• Passage given:
However, I'm stuck on the converse of the third statement: suppose $a \mathbf{v} = \mathbf{0}$ and $\mathbf{v} \neq \mathbf{0}$. Show that $a$ must be equal to $0$. In other words, show that the scalar zero is the only element of $\mathbb{F}$ that allows for rule of inference number 3 in the above list.

It seems like such a simple thing but I'm not used to proving super basic statements like this axiomatically. My attempt so far is something like:

$$\begin{align}a\mathbf{v} &= \mathbf{0} \quad &\text{(1)} \\ a \mathbf{v} + \mathbf{0} &= \mathbf{0} \quad &\text{(vector additive identity)} \\ a \mathbf{v} + a \mathbf{v} &= \mathbf{0} \quad &\text{(substitute from 1)} \\ (a + a) \mathbf{v} &= \mathbf{0} \quad &\text{(distributive property)} \\ (2a)\mathbf{v} &= \mathbf{0} \\ (2a)\mathbf{v} &= a \mathbf{v} \quad &\text{(substitute from 1)} \\ \mathrm{``therefore"} \quad 2a &= a \\ a &= 0 \end{align} $$

But I'm not sure I'm "allowed" to do that second-to-last step yet, given the things proved so far. I think it might just be a circular argument. Is it?

• Supplied material:
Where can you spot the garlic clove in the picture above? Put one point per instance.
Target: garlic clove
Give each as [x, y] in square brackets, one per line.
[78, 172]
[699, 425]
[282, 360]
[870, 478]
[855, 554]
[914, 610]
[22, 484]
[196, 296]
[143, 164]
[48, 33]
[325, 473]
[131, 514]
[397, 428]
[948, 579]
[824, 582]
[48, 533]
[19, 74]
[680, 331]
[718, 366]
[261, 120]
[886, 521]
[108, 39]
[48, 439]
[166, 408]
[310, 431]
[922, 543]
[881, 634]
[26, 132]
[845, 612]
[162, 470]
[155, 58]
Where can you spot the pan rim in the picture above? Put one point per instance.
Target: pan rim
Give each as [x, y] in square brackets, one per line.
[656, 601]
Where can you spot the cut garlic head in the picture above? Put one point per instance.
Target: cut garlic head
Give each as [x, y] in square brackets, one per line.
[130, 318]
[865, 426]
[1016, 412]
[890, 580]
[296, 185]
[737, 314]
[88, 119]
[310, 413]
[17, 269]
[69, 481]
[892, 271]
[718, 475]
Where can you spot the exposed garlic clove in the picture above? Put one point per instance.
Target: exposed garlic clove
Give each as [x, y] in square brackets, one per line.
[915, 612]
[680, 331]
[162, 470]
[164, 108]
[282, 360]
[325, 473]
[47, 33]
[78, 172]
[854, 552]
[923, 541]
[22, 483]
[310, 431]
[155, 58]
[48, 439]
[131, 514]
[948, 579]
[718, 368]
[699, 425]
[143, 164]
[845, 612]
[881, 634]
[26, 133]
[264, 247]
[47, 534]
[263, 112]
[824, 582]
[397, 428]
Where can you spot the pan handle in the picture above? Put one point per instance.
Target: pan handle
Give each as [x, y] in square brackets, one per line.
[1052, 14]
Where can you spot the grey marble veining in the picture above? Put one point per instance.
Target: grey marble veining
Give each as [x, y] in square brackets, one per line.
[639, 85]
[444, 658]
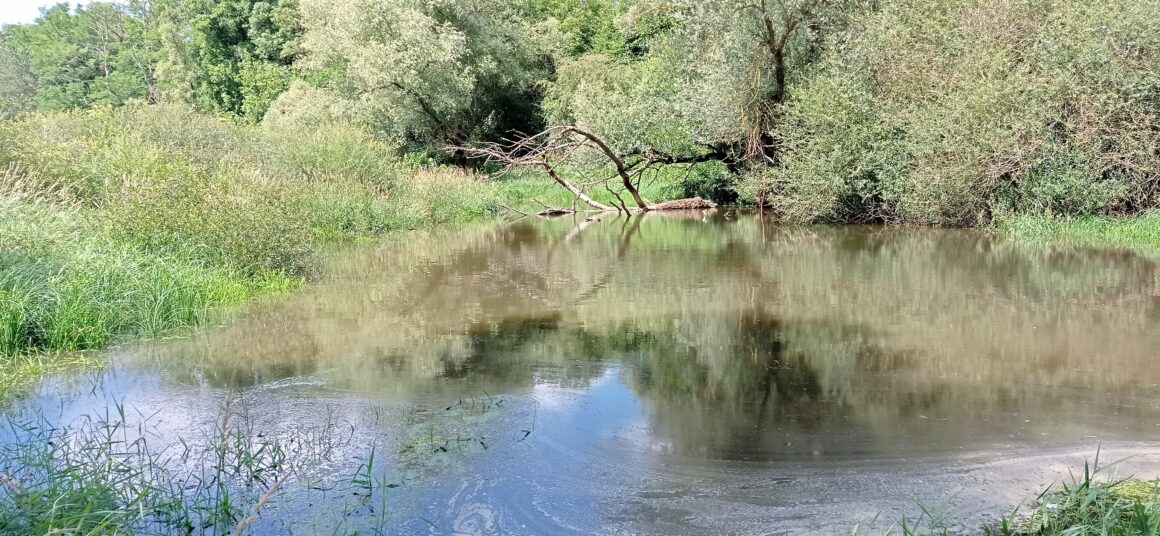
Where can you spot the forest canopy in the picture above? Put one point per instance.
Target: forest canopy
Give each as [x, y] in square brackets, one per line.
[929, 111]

• Task instructions:
a: In the vector space proof attempt, what distinct justifications are written in parentheses beside its steps, leaving out the equation label "(1)"?
b: Write the next few sentences of the vector space proof post.
The rows have nothing to do with what is asked here.

• Results by task:
a:
vector additive identity
substitute from 1
distributive property

b:
EDIT:

I figured it out with some prodding; turned out I had all the pieces in front of me already but didn't realize it. Here it is for completeness:

Suppose $a \in \mathbb{F}$, $\mathbf{v} \in V$, and $a \mathbf{v} = \mathbf{0}$. Either $a = 0$ or $a \neq 0$. In the case where $a \neq 0$:

$$\begin{align} a \mathbf{v} &= \mathbf{0} \\ \frac{1}{a} ( a \mathbf{v} ) &= \frac{1}{a} \mathbf{0} \\ (\frac{1}{a} a) \mathbf{v} & = \mathbf{0} \\ 1\mathbf{v} &= \mathbf{0} \\ \mathbf{v} &= \mathbf{0} \end{align}$$

But then suppose further that $\mathbf{v} \neq \mathbf{0}$. Then $a = 0$ by the contrapositive.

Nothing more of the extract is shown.